(EXERCISE MATERIALS)

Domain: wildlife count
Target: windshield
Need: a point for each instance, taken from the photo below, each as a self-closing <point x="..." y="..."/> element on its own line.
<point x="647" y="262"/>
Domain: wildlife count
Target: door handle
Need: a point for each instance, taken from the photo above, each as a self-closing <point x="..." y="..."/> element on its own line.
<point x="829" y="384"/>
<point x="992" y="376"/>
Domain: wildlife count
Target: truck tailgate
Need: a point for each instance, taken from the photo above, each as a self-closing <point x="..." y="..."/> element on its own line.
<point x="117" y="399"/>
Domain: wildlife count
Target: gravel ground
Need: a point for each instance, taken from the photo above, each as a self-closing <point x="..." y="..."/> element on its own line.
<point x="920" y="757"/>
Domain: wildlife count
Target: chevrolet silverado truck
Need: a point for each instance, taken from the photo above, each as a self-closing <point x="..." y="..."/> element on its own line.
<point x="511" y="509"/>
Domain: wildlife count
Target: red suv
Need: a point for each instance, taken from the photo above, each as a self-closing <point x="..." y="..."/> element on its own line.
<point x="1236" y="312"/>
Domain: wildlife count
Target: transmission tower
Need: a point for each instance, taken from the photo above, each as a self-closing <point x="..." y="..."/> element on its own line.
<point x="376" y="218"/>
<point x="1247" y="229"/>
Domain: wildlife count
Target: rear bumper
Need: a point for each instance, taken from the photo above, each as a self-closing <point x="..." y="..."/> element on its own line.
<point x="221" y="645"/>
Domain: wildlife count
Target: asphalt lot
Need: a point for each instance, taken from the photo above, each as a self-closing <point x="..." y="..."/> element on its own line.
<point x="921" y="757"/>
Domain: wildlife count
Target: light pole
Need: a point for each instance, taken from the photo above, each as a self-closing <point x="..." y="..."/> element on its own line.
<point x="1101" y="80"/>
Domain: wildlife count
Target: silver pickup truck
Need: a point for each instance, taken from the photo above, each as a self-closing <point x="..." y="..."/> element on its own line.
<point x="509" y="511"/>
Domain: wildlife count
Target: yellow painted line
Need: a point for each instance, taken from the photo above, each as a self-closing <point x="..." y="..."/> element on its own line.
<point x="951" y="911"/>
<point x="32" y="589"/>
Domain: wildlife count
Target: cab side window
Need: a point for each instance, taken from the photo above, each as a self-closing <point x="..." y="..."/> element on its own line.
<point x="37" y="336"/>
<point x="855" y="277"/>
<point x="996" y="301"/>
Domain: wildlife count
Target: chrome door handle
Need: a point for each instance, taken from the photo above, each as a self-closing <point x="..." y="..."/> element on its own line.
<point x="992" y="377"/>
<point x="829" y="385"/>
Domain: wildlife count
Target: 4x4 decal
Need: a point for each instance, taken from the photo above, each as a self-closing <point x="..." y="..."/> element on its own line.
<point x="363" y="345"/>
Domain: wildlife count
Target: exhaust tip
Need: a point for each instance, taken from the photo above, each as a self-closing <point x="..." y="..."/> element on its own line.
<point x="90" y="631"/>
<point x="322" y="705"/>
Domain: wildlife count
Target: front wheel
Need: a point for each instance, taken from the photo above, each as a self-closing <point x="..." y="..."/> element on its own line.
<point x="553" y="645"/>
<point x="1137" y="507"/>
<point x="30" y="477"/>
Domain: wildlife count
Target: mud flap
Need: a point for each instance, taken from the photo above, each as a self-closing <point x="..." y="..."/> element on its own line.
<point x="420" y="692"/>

(End EXERCISE MATERIALS)

AIM OF THE EXERCISE> Exact copies of all the records are to be printed.

OUTPUT FOR THIS EXERCISE>
Domain: wildlife count
Target: windshield
Need: a point for each instance, taken from the photo below, each as a self-closing <point x="..." y="..."/> element on its own line.
<point x="647" y="262"/>
Domain: wildlife count
Target: door handle
Need: a point for each instance, taken from the photo above, each as a self-closing <point x="..." y="..."/> element on its own line.
<point x="829" y="384"/>
<point x="992" y="376"/>
Domain: wildlife count
Target: truck tailgate
Need: a point for each instance, taken from the photo above, each as a self-closing <point x="..." y="..."/> element on its own line.
<point x="117" y="399"/>
Domain: wildlife count
Target: gravel ground
Need: a point for each instance, taken from the photo above, each as a self-closing <point x="..." y="..."/> element on its own line.
<point x="920" y="757"/>
Domain: wildlife count
Target: chevrolet silverado truck
Need: a point for each instance, taken from the photo above, each as a self-closing <point x="..." y="..."/> element on its own line.
<point x="511" y="509"/>
Domain: wildlife count
Target: red suv
Need: a point for each instance, taken from the photo above, each as a self-closing <point x="..." y="..."/> element on its own line.
<point x="1236" y="312"/>
Domain: wildlife count
Target: transmission tower
Need: a point for each instance, taken from the photo above, each as a self-closing <point x="..." y="..."/> element on its own line.
<point x="376" y="218"/>
<point x="1247" y="229"/>
Domain: wildlife count
Target: rear bumper
Need: a point for each instance, taken from the photo above, each as a self-closing <point x="..." y="..."/> element on its own line.
<point x="221" y="645"/>
Domain: wildlife count
Target: asphalt lot
Need: a point for each instance, taken from the photo above, each as a self-closing <point x="..." y="..."/> element on its own line.
<point x="921" y="757"/>
Domain: wildlife count
Target: light pole
Need: a point for each instance, taken from the photo above, each as a self-closing <point x="..." y="..."/> element on its own line.
<point x="1101" y="80"/>
Domain: wildlife count
Target: silver pickup truck
Need: a point for each instance, taken from the photo above, each as a self-closing <point x="..." y="..."/> element on its own line.
<point x="509" y="511"/>
Domain: wildlife count
Target: yellow painted line
Need: a point for each instance, taken from the photo above, each as a self-closing <point x="..." y="..."/> element on its own line.
<point x="951" y="911"/>
<point x="32" y="589"/>
Domain: wildlife count
Target: cab side window
Need: a point for each instance, taken from the photo above, each as a self-closing <point x="..." y="..."/> element on its own line.
<point x="37" y="336"/>
<point x="855" y="277"/>
<point x="996" y="301"/>
Domain: wildlife count
Target: chrome door handle
Need: a point for each instance, taken from the photo above, each as a self-closing <point x="..." y="..."/> element on its own line.
<point x="992" y="377"/>
<point x="829" y="385"/>
Domain: wildlife count
Target: 4x4 decal
Need: a point for each instance, taken from the photo above, each as a self-closing <point x="..." y="..."/> element on its own line.
<point x="363" y="345"/>
Domain: wildlife count
Target: exhaust tip
Need: a point for each instance, taken from the photo above, each as a self-closing <point x="..." y="..."/> element on its own line.
<point x="90" y="631"/>
<point x="322" y="705"/>
Domain: wildlife count
Target: front wheel
Need: a point for each instance, taken from the photo above, each as a self-closing <point x="..." y="..."/> element on its own line.
<point x="553" y="645"/>
<point x="1137" y="507"/>
<point x="30" y="477"/>
Domain: wildlife count
Target: mud flap
Need: a point for each instance, taken from the photo above, each as a self-closing <point x="..." y="..."/> element on its own line.
<point x="420" y="692"/>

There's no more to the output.